------ DATA SHOWN

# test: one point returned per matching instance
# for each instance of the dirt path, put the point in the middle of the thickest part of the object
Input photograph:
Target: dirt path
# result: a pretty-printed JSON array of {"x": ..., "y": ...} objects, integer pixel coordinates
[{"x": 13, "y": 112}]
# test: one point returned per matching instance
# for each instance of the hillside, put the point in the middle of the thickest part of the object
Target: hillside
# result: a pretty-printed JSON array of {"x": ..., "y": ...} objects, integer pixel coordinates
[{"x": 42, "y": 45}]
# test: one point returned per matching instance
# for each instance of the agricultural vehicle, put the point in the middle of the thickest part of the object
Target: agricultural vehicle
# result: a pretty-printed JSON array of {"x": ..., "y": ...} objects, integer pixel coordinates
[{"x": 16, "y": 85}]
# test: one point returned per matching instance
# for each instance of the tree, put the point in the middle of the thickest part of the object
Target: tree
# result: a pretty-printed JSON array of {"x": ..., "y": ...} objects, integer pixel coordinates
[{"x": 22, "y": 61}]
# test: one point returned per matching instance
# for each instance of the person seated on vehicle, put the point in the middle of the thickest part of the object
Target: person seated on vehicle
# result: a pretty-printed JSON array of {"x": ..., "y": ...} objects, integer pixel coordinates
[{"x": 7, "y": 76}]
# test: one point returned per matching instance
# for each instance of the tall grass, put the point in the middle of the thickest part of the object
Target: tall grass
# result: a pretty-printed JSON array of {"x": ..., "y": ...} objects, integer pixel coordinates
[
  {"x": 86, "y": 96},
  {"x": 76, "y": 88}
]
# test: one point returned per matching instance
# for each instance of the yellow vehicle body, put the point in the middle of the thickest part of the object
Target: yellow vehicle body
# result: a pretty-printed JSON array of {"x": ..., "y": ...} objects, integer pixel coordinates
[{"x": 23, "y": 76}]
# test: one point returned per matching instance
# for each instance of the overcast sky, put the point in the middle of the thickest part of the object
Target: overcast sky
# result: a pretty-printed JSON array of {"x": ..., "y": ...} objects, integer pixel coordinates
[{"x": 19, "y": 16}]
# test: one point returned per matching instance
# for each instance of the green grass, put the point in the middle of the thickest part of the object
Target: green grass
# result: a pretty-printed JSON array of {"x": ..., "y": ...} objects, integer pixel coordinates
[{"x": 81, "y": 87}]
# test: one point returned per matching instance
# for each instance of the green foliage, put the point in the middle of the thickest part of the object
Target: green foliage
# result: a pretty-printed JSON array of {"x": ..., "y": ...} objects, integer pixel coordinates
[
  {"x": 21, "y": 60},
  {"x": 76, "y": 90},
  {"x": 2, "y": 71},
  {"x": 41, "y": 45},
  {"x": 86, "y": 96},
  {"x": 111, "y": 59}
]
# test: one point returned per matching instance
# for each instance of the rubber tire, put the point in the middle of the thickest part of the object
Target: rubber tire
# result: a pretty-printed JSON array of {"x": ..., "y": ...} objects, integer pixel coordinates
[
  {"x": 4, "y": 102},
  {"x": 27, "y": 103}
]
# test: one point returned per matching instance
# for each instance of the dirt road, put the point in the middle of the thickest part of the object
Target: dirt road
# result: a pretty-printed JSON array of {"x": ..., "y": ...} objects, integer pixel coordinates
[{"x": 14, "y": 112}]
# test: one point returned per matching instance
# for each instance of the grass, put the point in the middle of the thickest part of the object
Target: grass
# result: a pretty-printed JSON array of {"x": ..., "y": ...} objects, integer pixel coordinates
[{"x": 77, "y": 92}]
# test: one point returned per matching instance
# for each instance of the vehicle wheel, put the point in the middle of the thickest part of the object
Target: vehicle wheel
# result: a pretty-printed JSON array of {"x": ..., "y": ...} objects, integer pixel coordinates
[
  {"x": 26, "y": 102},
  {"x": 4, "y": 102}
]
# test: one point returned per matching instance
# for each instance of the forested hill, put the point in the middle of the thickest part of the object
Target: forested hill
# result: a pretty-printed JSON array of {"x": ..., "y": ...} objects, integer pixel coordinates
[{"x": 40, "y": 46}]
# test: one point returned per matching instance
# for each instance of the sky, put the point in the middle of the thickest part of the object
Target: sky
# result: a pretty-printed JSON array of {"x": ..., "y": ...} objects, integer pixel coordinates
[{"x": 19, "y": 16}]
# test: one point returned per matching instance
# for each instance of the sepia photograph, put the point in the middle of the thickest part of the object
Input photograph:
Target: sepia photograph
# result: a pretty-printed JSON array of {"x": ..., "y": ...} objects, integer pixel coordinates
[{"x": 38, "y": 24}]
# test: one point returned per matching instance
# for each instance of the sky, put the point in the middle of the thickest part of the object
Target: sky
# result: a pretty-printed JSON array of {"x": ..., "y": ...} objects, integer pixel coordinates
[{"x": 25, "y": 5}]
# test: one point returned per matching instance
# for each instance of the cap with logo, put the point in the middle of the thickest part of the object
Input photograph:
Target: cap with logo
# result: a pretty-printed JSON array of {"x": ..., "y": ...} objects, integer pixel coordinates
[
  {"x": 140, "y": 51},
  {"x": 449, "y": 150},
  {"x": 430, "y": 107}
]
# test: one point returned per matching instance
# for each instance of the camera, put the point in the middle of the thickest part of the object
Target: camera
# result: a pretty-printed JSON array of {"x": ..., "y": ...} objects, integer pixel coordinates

------------

## SHORT EXERCISE
Your task is to retype all the records above with nothing left out.

## EXERCISE OUTPUT
# test: one point returned per matching instance
# for each instance of the dirt path, put the point in the middle of the thickest part of the object
Input photograph:
Target: dirt path
# result: a pretty-printed JSON array of {"x": ..., "y": ...} objects, integer pixel coordinates
[{"x": 13, "y": 112}]
# test: one point returned per matching instance
# for each instance of the hillside, put the point in the middle of the thickest part of the object
Target: hillside
# result: a pretty-printed JSON array of {"x": ..., "y": ...} objects, integer pixel coordinates
[{"x": 42, "y": 45}]
# test: one point returned per matching instance
# for each instance of the agricultural vehicle, put the point in the middle of the thickest part of the object
Target: agricultural vehicle
# result: a pretty-printed JSON array of {"x": ..., "y": ...} objects, integer pixel coordinates
[{"x": 16, "y": 85}]
# test: one point returned per matching instance
# for each instance of the tree, put the point in the middle of the thickest part of the object
Target: tree
# result: a pretty-printed JSON array of {"x": ..., "y": ...} objects, integer pixel coordinates
[{"x": 22, "y": 61}]
# test: one point returned per matching instance
# for each instance of the person seated on vehicle, put the point in the middle of the thickest part of the object
Target: person seated on vehicle
# result: a pretty-printed JSON array of {"x": ..., "y": ...} objects, integer pixel coordinates
[{"x": 7, "y": 76}]
# test: one point returned per matching instance
# for each instance of the tall grass, put the point in the middle of the thickest part of the object
Target: tall grass
# result: a pretty-printed JSON array of {"x": ..., "y": ...} objects, integer pixel coordinates
[
  {"x": 86, "y": 96},
  {"x": 76, "y": 88}
]
# test: one point returned per matching instance
# for each instance of the yellow vehicle body, put the point in the middle of the thickest part of the object
Target: yellow vehicle body
# result: a pretty-printed JSON array of {"x": ..., "y": ...} objects, integer pixel coordinates
[{"x": 23, "y": 76}]
# test: one point returned per matching instance
# for each instance of the overcast sky, put the point in the middle of the thickest part of the object
Target: overcast sky
# result: a pretty-printed JSON array of {"x": ..., "y": ...} objects, integer pixel coordinates
[{"x": 19, "y": 16}]
# test: one point returned per matching instance
# for each instance of the green grass, put the point in the middle of the thickest part of the object
Target: green grass
# result: a pretty-printed JSON array of {"x": ..., "y": ...} objects, integer pixel coordinates
[{"x": 81, "y": 87}]
# test: one point returned per matching instance
# for each instance of the green foliage, put the point in the middle of the thickest part of the object
Target: green foliage
# result: a pretty-printed JSON array of {"x": ..., "y": ...} objects, integer pixel coordinates
[
  {"x": 21, "y": 60},
  {"x": 76, "y": 90},
  {"x": 2, "y": 71},
  {"x": 41, "y": 45},
  {"x": 86, "y": 96},
  {"x": 111, "y": 59}
]
# test: one point returned per matching instance
# for each instance of the rubber tire, put the point in the middle of the thickest part of the object
Target: rubber tire
# result: a pretty-printed JSON array of {"x": ..., "y": ...} objects, integer pixel coordinates
[
  {"x": 4, "y": 102},
  {"x": 27, "y": 103}
]
# test: one point returned per matching instance
# for each instance of the dirt road, put the point in the middle of the thickest part of the object
Target: dirt road
# result: a pretty-printed JSON array of {"x": ..., "y": ...} objects, integer pixel coordinates
[{"x": 14, "y": 112}]
# test: one point returned per matching instance
# for each instance of the grass, put the point in the middle of the thickest part of the object
Target: grass
# result: a pretty-printed JSON array of {"x": ..., "y": ...} objects, integer pixel coordinates
[{"x": 77, "y": 92}]
# test: one point returned per matching instance
# for each instance of the vehicle wheel, put the point in the middle of the thickest part of the object
Target: vehicle wheel
# result: a pretty-printed JSON array of {"x": ..., "y": ...} objects, integer pixel coordinates
[
  {"x": 26, "y": 102},
  {"x": 4, "y": 102}
]
# test: one point returned per matching instance
# for each instance of the forested hill, put the point in the middle of the thickest part of the object
Target: forested hill
# result: a pretty-printed JSON array of {"x": ..., "y": ...} objects, integer pixel coordinates
[{"x": 40, "y": 46}]
# test: one point returned per matching instance
# for each instance of the sky, put the point in the middle of the thickest part of the object
Target: sky
# result: a pretty-printed JSON array of {"x": ..., "y": ...} objects, integer pixel coordinates
[{"x": 19, "y": 16}]
# test: one point returned per matching instance
# for each instance of the sepia photograph, put the point in the middle of the thickest part of the object
Input photograph:
Target: sepia photograph
# result: a pretty-printed JSON array of {"x": ..., "y": ...} objects, integer pixel coordinates
[{"x": 38, "y": 24}]
# test: one point returned per matching instance
# for each instance of the sky, put the point in the middle of the thickest part of the object
Target: sky
# result: a pretty-printed JSON array of {"x": ..., "y": ...} objects, integer pixel coordinates
[{"x": 25, "y": 5}]
# test: one point returned per matching instance
# for each instance of the cap with logo, put the point in the middle of the thickest part of the object
Input photograph:
Target: cap with logo
# result: a pretty-printed JSON array of {"x": ..., "y": ...} objects, integer pixel coordinates
[
  {"x": 140, "y": 51},
  {"x": 449, "y": 150},
  {"x": 430, "y": 107}
]
# test: one point returned per matching instance
# for each instance of the camera, put the point in the middle of the thickest part of the object
Target: camera
# result: a pretty-printed JSON array of {"x": ..., "y": ...} objects, integer pixel coordinates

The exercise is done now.